── PAGE EXTRACT

An image of suspended molecules within a liquid. Image credit: Shutterstock,Professor Susan Perkin’s research focuses on how the chemical composition of fluids affects their various properties. Image credit: Shutterstock.
Professor Perkin has developed a custom instrument called a Surface Force Balance (SFB) that can be used to study the mechanical, optical, electrostatic, and dynamic properties of fluids, by shedding light on the complex interactions of concentrated solutions of charged particles at the molecular level. Using the SFB to measure the properties and molecular interactions of these solutions at the nanoscale, Professor Perkin has uncovered new information about biomolecular interactions and about energy storage in devices such as batteries and supercapacitors, where ionic interactions near liquid-solid interfaces are crucially important.

────
── ENTRIES PROVIDED

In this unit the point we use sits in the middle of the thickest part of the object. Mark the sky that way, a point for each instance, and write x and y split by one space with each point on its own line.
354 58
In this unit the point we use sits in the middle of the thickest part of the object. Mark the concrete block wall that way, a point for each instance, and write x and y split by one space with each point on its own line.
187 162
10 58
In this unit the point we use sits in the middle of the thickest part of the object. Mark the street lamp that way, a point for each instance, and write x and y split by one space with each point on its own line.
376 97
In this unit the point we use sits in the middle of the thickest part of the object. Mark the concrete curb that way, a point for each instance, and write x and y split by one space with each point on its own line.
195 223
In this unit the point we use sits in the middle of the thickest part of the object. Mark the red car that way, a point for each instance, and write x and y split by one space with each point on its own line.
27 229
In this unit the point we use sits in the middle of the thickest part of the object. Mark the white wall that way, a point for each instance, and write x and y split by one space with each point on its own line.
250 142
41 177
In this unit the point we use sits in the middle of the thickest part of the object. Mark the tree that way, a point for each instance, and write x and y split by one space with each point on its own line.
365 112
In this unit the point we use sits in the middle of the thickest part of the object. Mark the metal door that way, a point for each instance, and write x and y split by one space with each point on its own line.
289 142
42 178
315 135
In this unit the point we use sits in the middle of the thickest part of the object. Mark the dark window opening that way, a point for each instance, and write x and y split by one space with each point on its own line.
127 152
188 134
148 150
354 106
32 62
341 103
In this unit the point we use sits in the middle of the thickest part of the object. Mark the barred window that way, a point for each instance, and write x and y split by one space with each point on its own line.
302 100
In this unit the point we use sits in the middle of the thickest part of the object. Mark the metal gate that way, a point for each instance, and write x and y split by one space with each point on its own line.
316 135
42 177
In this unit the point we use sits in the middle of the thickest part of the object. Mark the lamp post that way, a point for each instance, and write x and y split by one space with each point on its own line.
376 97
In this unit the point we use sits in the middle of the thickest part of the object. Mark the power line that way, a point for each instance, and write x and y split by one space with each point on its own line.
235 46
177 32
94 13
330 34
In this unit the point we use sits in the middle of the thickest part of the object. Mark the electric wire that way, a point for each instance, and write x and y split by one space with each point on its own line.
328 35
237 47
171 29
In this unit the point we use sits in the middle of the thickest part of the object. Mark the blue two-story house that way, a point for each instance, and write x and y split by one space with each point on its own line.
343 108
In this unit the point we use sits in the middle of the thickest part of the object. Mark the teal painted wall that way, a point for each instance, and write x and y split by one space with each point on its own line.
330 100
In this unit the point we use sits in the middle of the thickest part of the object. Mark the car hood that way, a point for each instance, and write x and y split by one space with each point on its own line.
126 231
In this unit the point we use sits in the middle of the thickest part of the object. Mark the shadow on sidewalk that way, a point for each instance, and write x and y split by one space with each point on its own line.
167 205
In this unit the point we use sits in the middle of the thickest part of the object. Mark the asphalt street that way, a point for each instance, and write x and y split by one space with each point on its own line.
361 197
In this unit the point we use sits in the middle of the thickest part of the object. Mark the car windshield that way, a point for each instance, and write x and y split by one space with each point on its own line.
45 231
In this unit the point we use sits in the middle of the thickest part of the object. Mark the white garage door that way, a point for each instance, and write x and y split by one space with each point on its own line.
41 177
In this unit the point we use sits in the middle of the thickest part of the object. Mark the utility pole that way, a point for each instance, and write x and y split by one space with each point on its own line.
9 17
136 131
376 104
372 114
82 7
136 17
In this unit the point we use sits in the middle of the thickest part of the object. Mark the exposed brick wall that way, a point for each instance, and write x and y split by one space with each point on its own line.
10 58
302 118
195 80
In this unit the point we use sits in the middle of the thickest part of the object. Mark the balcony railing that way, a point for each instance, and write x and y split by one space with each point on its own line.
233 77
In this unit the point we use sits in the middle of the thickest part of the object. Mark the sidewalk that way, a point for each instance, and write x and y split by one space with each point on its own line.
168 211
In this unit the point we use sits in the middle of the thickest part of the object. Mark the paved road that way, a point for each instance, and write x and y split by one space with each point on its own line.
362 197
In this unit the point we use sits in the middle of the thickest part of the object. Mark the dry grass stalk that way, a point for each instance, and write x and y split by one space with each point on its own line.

────

(JOB)
Continue the passage about Professor Perkin's Surface Force Balance research, picking up right after its final sentence.

(REPLY)
Professor Mark Brouard, Head of Department, Oxford Chemistry, said: ‘We are so proud that one of our outstanding academics has been named the UK Award Laureate in this year’s Blavatnik Awards for Young Scientists. Many congratulations to Professor Susan Perkin for this great achievement, which recognises her ground-breaking work in the description of fluids and fluid-like substances. The award is also fantastic recognition of the work of her research group, and of the workshops team here in Chemistry, who are so crucial to this type of experimental research.’

Professor Perkin said: ‘I was amazed and delighted to hear the news of this wonderful award. I look forward to the opportunity it will bring to share my fascination with the microscopic interactions and processes that determine properties of materials all around us.’

The Blavatnik Awards for Young Scientists, supported by the Blavatnik Family Foundation and administered by the New York Academy of Sciences, celebrate the past accomplishments and future potential of the UK’s most innovative young scientists and engineers. The 2023 Blavatnik Awards for Young Scientists in the UK received 77 nominations from 43 academic and research institutions across the UK.

The 2023 Blavatnik Awards in the UK Laureates and Finalists will be honoured at a black-tie gala dinner and award ceremony at Banqueting House in Whitehall, London, on 28 February 2023. Professor Irene Tracey, newly-appointed Vice-Chancellor at the University of Oxford, will serve as ceremony presenter.